ACTIVITY » State the number of lines in the listing that contain "utility". No further words are expected.

MATERIAL SHOWN »
+-------+

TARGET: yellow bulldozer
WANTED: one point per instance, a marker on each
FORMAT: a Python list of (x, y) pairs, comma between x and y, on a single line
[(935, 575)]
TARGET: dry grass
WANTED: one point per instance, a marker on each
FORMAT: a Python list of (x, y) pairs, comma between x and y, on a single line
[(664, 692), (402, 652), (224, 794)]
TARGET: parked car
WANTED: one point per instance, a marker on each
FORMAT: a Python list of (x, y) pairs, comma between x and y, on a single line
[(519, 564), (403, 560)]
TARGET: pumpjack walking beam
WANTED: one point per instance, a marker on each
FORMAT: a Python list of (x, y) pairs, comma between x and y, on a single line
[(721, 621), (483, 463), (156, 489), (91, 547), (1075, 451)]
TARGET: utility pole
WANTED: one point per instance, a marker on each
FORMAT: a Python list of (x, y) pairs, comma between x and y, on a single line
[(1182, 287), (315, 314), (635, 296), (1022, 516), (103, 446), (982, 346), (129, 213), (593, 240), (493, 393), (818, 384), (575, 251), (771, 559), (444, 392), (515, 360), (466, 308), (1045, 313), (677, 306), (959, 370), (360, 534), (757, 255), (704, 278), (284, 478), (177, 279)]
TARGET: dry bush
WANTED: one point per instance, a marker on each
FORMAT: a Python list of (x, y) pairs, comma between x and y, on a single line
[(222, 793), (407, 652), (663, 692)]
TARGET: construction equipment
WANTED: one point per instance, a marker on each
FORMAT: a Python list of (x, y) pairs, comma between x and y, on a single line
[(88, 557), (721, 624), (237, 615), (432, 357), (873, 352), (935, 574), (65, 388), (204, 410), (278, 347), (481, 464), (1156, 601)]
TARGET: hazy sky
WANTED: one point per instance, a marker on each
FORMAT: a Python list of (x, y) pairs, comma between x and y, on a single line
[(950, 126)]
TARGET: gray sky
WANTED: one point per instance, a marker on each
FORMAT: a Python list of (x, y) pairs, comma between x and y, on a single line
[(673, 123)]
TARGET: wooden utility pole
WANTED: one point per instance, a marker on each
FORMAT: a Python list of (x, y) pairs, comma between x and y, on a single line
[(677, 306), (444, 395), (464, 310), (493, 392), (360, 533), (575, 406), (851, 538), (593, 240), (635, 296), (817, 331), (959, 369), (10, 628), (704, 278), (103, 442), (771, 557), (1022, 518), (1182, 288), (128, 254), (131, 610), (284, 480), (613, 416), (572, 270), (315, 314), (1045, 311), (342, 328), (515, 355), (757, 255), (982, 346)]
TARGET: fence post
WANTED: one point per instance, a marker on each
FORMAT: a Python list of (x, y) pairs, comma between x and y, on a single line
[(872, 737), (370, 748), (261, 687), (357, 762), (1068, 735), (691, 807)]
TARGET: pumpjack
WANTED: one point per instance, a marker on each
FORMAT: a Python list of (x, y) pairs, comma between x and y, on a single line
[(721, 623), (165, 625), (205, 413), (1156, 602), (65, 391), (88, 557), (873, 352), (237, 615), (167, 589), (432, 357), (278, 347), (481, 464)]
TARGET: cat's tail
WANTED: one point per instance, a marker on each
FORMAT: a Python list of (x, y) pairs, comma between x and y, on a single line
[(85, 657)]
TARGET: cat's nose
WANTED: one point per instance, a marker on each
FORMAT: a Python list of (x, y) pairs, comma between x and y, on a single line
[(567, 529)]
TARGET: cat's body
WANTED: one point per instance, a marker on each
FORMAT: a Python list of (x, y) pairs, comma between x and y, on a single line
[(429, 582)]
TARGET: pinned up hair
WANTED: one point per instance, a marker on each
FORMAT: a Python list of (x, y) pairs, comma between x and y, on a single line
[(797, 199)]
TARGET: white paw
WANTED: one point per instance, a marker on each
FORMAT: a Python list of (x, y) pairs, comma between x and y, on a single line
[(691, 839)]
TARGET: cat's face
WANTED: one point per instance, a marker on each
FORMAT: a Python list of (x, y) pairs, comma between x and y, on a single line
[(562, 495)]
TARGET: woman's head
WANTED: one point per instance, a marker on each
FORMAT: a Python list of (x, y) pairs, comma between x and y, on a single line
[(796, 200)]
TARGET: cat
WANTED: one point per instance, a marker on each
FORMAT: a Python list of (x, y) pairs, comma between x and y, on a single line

+-------+

TASK RESPONSE » 2